To be done: Please find every line in the items below that contains the word "boutonniere" and copy each of those lines.

Exercise data:
┌──

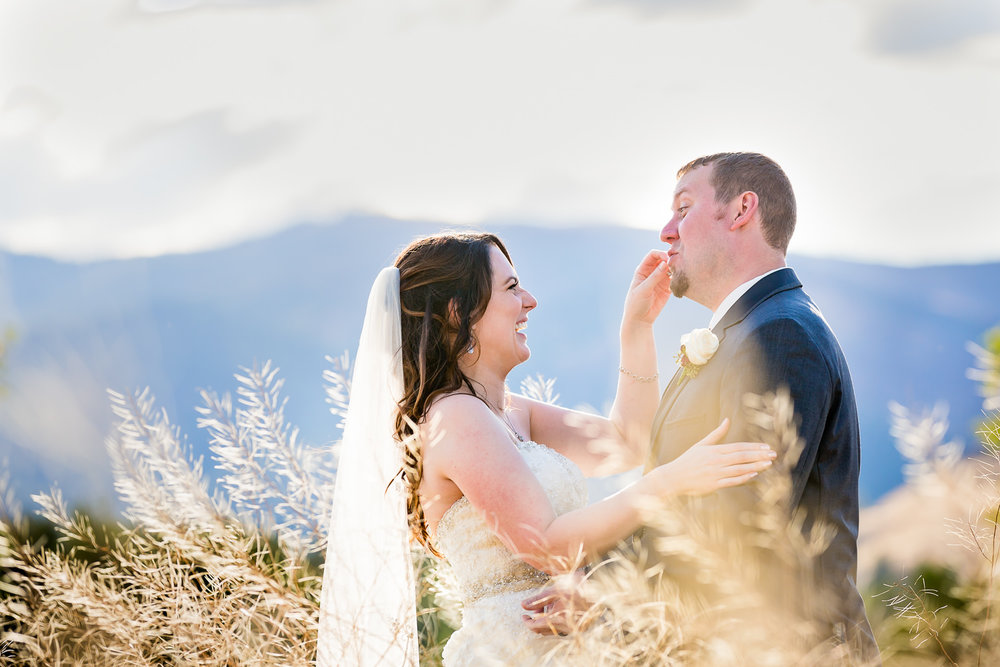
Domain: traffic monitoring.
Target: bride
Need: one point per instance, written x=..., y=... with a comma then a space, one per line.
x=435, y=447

└──
┌──

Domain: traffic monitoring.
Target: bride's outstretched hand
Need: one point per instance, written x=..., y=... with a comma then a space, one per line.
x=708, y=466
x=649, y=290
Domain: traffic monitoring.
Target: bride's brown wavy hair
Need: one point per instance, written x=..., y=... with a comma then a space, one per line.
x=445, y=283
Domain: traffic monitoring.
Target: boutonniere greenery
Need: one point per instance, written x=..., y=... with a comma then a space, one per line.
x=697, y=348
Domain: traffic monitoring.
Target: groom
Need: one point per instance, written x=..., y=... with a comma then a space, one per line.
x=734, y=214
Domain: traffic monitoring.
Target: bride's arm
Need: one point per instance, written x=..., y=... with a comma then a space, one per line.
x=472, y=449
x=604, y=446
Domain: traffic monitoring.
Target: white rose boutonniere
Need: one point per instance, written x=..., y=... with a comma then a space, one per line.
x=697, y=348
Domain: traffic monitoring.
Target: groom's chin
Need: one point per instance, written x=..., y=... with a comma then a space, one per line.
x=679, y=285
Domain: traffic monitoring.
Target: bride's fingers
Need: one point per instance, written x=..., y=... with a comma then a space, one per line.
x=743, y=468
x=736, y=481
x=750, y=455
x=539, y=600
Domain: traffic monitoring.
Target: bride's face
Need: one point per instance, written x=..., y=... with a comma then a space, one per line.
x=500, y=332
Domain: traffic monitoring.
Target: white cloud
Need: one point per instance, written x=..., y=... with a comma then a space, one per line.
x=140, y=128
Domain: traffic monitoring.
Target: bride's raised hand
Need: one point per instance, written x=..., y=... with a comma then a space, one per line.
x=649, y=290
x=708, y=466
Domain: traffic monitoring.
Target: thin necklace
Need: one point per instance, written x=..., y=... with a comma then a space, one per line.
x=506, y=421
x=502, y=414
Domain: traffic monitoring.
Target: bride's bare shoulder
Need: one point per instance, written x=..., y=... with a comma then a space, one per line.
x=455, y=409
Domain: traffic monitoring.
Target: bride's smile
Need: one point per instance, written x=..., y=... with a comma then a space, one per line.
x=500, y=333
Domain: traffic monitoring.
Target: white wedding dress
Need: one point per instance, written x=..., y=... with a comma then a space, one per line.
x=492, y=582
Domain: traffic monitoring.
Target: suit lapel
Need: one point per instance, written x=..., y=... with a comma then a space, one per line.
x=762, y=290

└──
┌──

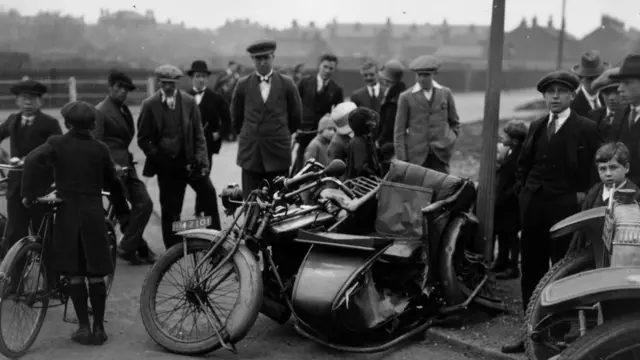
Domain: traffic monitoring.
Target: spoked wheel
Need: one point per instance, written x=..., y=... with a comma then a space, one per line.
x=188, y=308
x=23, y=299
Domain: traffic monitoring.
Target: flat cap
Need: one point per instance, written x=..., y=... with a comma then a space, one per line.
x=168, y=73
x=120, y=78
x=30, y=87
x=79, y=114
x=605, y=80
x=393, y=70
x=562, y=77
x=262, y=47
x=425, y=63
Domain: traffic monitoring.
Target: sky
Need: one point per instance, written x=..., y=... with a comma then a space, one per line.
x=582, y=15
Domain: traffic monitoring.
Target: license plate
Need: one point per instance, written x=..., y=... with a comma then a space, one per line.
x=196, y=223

└──

Answer to the task:
Target: boutonniere greenery
Target: white rose boutonniere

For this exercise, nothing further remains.